▶ WHAT YOU NEED TO DO: Copy each of the items below word for word, keeping every line as it appears.

— START OF INPUT FOR THIS TASK —

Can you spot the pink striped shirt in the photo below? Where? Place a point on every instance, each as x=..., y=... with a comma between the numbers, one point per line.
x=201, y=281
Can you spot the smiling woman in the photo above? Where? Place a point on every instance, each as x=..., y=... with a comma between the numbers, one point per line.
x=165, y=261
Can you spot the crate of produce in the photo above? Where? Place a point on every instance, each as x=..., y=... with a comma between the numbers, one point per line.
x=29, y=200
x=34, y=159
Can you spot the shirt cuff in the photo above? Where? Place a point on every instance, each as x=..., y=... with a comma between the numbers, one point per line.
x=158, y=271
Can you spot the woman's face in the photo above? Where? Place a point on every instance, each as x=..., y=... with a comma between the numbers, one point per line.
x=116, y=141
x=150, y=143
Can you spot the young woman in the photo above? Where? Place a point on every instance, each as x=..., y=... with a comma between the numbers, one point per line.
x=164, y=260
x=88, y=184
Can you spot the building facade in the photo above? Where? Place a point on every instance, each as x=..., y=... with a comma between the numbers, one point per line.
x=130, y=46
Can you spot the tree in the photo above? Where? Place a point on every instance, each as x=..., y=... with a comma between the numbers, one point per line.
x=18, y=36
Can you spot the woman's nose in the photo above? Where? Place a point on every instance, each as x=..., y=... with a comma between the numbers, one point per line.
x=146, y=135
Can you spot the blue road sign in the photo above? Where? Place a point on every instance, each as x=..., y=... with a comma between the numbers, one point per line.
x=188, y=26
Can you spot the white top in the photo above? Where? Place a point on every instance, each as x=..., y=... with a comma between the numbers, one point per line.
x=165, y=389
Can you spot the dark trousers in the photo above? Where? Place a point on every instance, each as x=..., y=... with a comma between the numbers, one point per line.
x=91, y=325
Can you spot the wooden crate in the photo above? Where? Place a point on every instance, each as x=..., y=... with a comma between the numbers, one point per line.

— END OF INPUT FOR THIS TASK —

▶ THE REPLY:
Can you spot the pink striped shirt in the photo below? Where? Place a point on every instance, each as x=..., y=... with a comma between the numbers, one point per line.
x=201, y=281
Can you spot the smiling woman in the photo above? Where? Place a point on every instance, each as x=..., y=... with a comma between the numbers, one point per line.
x=165, y=261
Can you spot the crate of produce in the photo above? Where? Place a point on every instance, each as x=..., y=... with a comma between the numbers, one point per line.
x=29, y=200
x=34, y=159
Can you spot the shirt cuff in the photo above? Where? Place a point on every instance, each as x=..., y=... with a comma between the numbers, one point per line.
x=158, y=271
Can you spot the woman's face in the photo above? Where? Place a point on every instance, each as x=..., y=... with a comma between the numbers, one point per line.
x=116, y=141
x=150, y=143
Can you spot the young woman in the photo above? Where? Place a point on every instance, each as x=..., y=... with a comma between the numbers, one point per line.
x=164, y=260
x=88, y=184
Can you spot the building facade in the photo above? Where? Place a point on every instance, each as x=..., y=... with a comma between the numbers, one point per line.
x=130, y=46
Can you spot the tree in the photo above? Where? Place a point on every instance, each as x=..., y=... with a comma between the numbers, one point per line.
x=18, y=36
Can you spot the woman's nose in the photo above? Where? Place a point on every instance, each as x=..., y=... with a comma between the numbers, one point per line.
x=146, y=135
Can you spot the blue road sign in the photo above? Where? Place a point on every instance, each as x=..., y=... with a comma between the numbers, one point per line.
x=188, y=26
Can you spot the white top in the photo above? Where? Place a point on every instance, each as x=..., y=... with a comma between the numbers, one point per line.
x=165, y=389
Can you spot the dark trousers in the photo above? Where? Place a point on every instance, each as x=..., y=... with a comma between the numbers, one point per line.
x=91, y=325
Can you spot the wooden crate in the photo above? Where? Place a point on every instance, each as x=..., y=... with a comma between the numbers, one point per line.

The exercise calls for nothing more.